◆ **What needs to be done**
Please set down the records below line for line, without changing anything.

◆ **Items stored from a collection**
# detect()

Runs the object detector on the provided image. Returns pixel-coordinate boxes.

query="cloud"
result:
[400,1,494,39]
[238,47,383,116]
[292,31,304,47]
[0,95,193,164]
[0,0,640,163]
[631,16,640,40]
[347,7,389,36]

◆ **Final answer**
# detect()

Runs the object detector on the provided image. Returns pixel-coordinate boxes.

query="cloud"
result:
[400,1,494,39]
[238,47,383,116]
[292,31,304,47]
[0,95,193,164]
[0,0,640,163]
[631,16,640,40]
[347,7,389,36]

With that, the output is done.